● Activity: Reproduce all the entries, matching the original word for word.

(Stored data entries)
###
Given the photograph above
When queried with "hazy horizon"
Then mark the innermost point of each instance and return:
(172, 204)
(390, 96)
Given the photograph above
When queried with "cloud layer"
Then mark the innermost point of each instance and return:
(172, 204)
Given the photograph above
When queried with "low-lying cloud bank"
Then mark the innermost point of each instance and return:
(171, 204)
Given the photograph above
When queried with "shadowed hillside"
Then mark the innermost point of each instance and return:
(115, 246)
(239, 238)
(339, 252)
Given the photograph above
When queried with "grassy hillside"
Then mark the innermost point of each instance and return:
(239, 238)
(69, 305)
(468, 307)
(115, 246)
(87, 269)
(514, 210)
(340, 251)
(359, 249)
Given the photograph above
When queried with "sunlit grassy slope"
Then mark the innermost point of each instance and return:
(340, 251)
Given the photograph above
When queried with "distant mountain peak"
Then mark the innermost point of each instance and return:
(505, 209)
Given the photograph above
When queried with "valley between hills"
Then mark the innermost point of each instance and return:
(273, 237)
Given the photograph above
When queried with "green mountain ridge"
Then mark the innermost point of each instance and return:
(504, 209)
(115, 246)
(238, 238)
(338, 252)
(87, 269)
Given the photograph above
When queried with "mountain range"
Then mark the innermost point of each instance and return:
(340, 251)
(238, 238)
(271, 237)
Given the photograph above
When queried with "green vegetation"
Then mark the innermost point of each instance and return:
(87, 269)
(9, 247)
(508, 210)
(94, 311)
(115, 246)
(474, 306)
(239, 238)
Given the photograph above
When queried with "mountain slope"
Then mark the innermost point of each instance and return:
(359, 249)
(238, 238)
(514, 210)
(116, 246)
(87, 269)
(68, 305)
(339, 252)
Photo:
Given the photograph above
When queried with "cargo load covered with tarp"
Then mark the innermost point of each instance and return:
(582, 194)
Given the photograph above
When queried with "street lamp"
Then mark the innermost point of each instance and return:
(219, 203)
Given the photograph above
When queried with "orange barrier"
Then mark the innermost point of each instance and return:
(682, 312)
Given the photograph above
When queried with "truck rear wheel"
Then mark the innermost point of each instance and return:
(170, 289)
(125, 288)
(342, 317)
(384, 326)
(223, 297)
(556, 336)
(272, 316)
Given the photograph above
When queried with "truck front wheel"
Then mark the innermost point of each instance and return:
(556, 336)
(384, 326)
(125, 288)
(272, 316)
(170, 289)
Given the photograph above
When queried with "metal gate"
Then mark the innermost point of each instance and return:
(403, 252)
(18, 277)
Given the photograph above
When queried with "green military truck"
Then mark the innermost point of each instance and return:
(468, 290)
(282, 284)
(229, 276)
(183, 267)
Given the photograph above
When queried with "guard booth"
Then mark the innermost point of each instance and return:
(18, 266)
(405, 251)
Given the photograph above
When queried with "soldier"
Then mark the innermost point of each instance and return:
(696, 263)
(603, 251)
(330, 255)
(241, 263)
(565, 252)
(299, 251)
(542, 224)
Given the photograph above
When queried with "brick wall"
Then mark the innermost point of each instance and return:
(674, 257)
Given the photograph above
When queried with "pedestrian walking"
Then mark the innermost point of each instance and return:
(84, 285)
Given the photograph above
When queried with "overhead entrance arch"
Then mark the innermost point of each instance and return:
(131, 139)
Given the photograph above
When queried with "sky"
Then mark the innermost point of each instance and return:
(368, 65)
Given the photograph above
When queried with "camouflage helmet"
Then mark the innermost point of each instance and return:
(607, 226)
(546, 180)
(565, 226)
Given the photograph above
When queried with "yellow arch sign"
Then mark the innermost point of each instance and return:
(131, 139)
###
● Result of the exercise:
Given the photograph above
When queried with "hazy horizon"
Then mark the innermost point of each instance and return:
(172, 204)
(390, 96)
Given the photograph above
When queried with "cloud layer"
Then mark the innermost point of each instance and return:
(172, 204)
Given the photograph above
When queried with "low-lying cloud bank"
Then mark the innermost point of each instance and return:
(171, 204)
Given the photograph above
When queried with "shadowed hillside"
Then mark the innermost point of each instance and return:
(115, 246)
(239, 238)
(339, 252)
Given the photograph above
When queried with "grassy hillside"
Then mark the innermost point of each instance and return:
(239, 238)
(69, 305)
(468, 307)
(115, 246)
(87, 269)
(514, 210)
(340, 251)
(359, 249)
Given the photograph above
When queried with "sunlit grassy slope"
Then mark the innermost point of each instance and return:
(340, 251)
Given the photograph above
When queried with "distant mountain peak"
Then mark the innermost point of each instance and return:
(505, 209)
Given the photograph above
When queried with "valley between hills"
Then mark the innermost point of each instance and return:
(273, 237)
Given the photograph above
When queried with "green mountain ridge"
Then mark the innermost point of each instance and return:
(504, 209)
(115, 246)
(238, 238)
(338, 252)
(87, 269)
Given the photograph above
When queried with "mountain range"
Then mark the innermost point of each instance and return:
(340, 251)
(238, 238)
(271, 237)
Given the photograph above
When queried with "green vegetation"
Then mark the innermost point of each instance and return:
(87, 269)
(9, 247)
(508, 210)
(94, 311)
(115, 246)
(474, 306)
(239, 238)
Given the photograph above
When queried with "mountain slope"
Then mark the innermost point of each instance and return:
(359, 249)
(238, 238)
(514, 210)
(116, 246)
(87, 269)
(68, 305)
(339, 252)
Photo:
Given the photograph above
When queried with "cargo load covered with tarp"
Then mark the innermost point of each instance and return:
(582, 194)
Given the photograph above
When queried with "street lamp"
Then mark the innermost point of each instance and return:
(219, 203)
Given the photograph above
When queried with "orange barrier"
Then mark the innermost point of each instance and return:
(682, 312)
Given the photograph above
When queried with "truck rear wheel"
Then mark the innermost point of each instance and return:
(170, 289)
(125, 288)
(342, 317)
(384, 326)
(223, 297)
(556, 336)
(272, 316)
Given the photograph above
When queried with "truck front wheel"
Then mark the innermost point of each instance and return:
(556, 336)
(384, 326)
(125, 288)
(272, 316)
(170, 289)
Given the photograph above
When queried with "metal gate"
Then mark the innermost point of each instance and return:
(403, 252)
(18, 277)
Given the photograph above
When queried with "green military truck"
Then mark the innermost point of each instance and return:
(468, 290)
(282, 284)
(229, 276)
(183, 267)
Given the photograph above
When queried with "guard booth"
Then mark the innermost point of each instance and return:
(18, 266)
(405, 251)
Given the photograph above
When queried with "soldier"
Then mark the innermost point of each instance and return:
(696, 263)
(603, 251)
(330, 255)
(241, 263)
(565, 252)
(299, 251)
(542, 224)
Given the photograph above
When queried with "brick wall"
Then mark the innermost point of each instance and return:
(674, 257)
Given the photograph above
When queried with "pedestrian walking"
Then mark the innermost point of each instance and return:
(84, 285)
Given the photograph above
When queried with "overhead entrance arch"
Then mark the innermost point of each instance and return:
(131, 139)
Given the photograph above
When queried with "sky"
Then mark the innermost point of each instance and return:
(368, 65)
Given the photograph above
When queried with "camouflage helmet"
Then mark the innermost point of each instance and return:
(607, 226)
(546, 180)
(565, 226)
Given the photograph above
When queried with "yellow arch sign"
Then mark the innermost point of each instance and return:
(131, 139)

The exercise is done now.